Extrait:
--*--

Samedi avait lieu le repas de gala d’un des films présentés en compétition.
Il régnait ce soir-là, sur la terrasse de l’Hôtel Marriott de Cannes, un doux sentiment de fin du monde. Nous étions peu de temps avant la cérémonie de clôture, et tous les mondains de la croisette constataient avec un certain vertige l’imminence prochaine de leur anéantissement médiatique, promis qu’ils étaient à être rapidement engloutis dans le grand manège de l’information, effacés par Roland-Garros, la météo du mois de juin, le chassé-croisé des vacances, les fraudes, lors du baccalauréat ; ce miracle annuel de la coïncidence pour une fois parfaite de leur vanité sociale et de la focale médiatique allait inévitablement s’estomper ; c’était une tragédie indicible, c’était un drame mélancolique, et c’était un bon prétexte pour reprendre une dernière fois du champagne.
Taciturne, Guillaume Durand picorait des sushis comme Carthage célébrait Hamilcar.
Le Festival de Cannes touchait à sa fin.
Autant dire que l’heure était au bilan.
C’est à cette soirée que je pense, donc, en faisant à présent mon modeste palmarès de cette semaine cannoise. Tout comme l’on constate avec un émerveillement incrédule, lors de la messe de minuit du 25 décembre, que, non, Noël n’est pas qu’une fête commerciale consistant à ouvrir des cadeaux, eh bien de la même manière, il arrive, que, pénétrant par hasard dans une salle de cinéma en cherchant les toilettes du Palais, on constate qu’en effet, cette incroyable légende se confirme : Cannes serait bel et bien un festival de cinéma, et pas uniquement cette foire internationale du champagne en smoking. La vie ne manque pas de rebondissements.

--*--

Consigne a: Citez les trois choses que l'extrait désigne par « c'était » dans sa description de la soirée.

(Relevés issus d'une collecte de données)
--*--

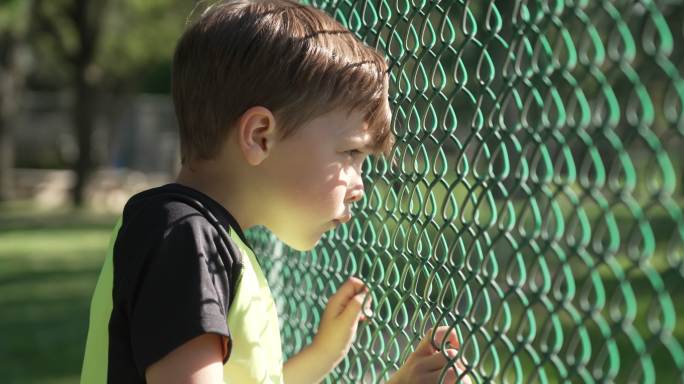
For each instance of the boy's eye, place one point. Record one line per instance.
(354, 152)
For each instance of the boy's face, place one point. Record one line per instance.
(315, 177)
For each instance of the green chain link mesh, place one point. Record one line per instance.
(536, 202)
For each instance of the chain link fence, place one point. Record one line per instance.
(535, 204)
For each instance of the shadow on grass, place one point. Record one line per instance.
(49, 263)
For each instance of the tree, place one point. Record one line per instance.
(13, 29)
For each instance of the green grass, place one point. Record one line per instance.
(49, 261)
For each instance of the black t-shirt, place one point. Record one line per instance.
(175, 269)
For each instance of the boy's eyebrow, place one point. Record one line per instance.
(364, 139)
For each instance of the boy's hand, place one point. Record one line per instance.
(340, 319)
(426, 363)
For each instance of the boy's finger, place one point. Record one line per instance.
(426, 348)
(347, 291)
(436, 362)
(352, 311)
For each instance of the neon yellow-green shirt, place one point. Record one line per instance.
(179, 266)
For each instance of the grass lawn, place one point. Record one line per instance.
(49, 262)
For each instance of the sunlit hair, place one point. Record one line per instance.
(293, 59)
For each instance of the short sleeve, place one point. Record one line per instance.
(182, 293)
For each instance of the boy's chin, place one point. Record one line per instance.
(300, 243)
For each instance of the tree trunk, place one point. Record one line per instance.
(11, 79)
(86, 15)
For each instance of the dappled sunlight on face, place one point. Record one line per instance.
(313, 173)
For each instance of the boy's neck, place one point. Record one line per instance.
(219, 187)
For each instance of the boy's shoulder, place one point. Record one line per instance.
(151, 214)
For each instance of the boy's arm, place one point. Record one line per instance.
(198, 361)
(310, 365)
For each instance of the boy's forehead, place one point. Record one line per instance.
(355, 128)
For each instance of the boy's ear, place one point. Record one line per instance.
(256, 134)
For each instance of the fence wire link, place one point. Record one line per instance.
(536, 202)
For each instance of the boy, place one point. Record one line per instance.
(277, 107)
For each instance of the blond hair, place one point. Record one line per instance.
(293, 59)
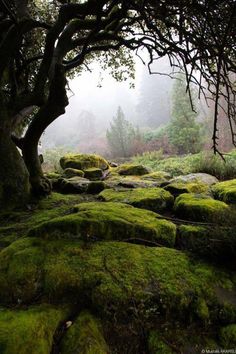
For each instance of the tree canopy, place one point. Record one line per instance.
(42, 43)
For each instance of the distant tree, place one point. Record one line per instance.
(184, 131)
(122, 136)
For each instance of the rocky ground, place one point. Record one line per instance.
(120, 260)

--*--

Consigne b: Recueillez, s'il vous plaît, chaque ligne de la liste qui contient le mot « face ».

Corrigé a: une tragédie indicible ; un drame mélancolique ; un bon prétexte pour reprendre une dernière fois du champagne

Corrigé b:
For each instance of the boy's face, place one point. Record one line per instance.
For each instance of the dappled sunlight on face, place one point. Record one line per instance.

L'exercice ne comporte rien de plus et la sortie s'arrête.